[Start Data supplied]

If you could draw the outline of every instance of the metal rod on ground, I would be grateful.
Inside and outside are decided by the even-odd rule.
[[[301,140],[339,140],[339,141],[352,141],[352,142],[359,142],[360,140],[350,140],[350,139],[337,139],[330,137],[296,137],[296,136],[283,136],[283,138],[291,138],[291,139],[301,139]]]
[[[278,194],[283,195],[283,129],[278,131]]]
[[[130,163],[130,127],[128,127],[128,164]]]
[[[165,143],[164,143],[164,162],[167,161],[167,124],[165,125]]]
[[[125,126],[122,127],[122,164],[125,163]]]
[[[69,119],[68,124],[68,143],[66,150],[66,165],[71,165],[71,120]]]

[End Data supplied]

§ Written instruction: Write the material out again word for word.

§ Problem solution:
If you could draw the outline of every instance of the metal rod on ground, I would be grateful.
Inside and outside are decided by the even-odd rule.
[[[301,140],[339,140],[339,141],[352,141],[352,142],[359,142],[360,140],[350,140],[350,139],[337,139],[330,137],[296,137],[296,136],[283,136],[283,138],[291,138],[291,139],[301,139]]]
[[[278,194],[283,195],[283,129],[278,131]]]
[[[130,163],[130,127],[128,127],[128,164]]]
[[[165,143],[164,143],[164,162],[167,161],[167,124],[165,125]]]
[[[125,126],[122,127],[122,164],[125,163]]]
[[[69,119],[68,124],[68,143],[66,150],[66,165],[71,165],[71,120]]]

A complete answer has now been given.